● **PROBLEM**:
Down to the final line, write out the data below exactly.

:: DATA SUPPLIED

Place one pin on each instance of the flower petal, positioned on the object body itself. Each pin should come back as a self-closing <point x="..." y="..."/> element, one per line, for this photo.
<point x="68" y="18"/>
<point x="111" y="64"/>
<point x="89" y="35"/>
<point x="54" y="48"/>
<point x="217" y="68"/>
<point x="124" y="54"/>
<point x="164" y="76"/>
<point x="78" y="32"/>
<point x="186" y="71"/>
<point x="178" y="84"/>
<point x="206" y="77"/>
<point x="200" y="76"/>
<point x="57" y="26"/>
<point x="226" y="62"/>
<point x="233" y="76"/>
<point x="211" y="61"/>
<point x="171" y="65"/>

::::

● **ANSWER BELOW**:
Place one pin on each instance of the flower petal, positioned on the object body itself. Each pin should come back as a self-closing <point x="..." y="..."/> element, one per line, for this photo.
<point x="68" y="18"/>
<point x="111" y="64"/>
<point x="89" y="35"/>
<point x="54" y="48"/>
<point x="217" y="68"/>
<point x="124" y="54"/>
<point x="164" y="76"/>
<point x="78" y="32"/>
<point x="186" y="71"/>
<point x="178" y="84"/>
<point x="206" y="77"/>
<point x="200" y="76"/>
<point x="57" y="26"/>
<point x="226" y="62"/>
<point x="233" y="76"/>
<point x="211" y="61"/>
<point x="171" y="65"/>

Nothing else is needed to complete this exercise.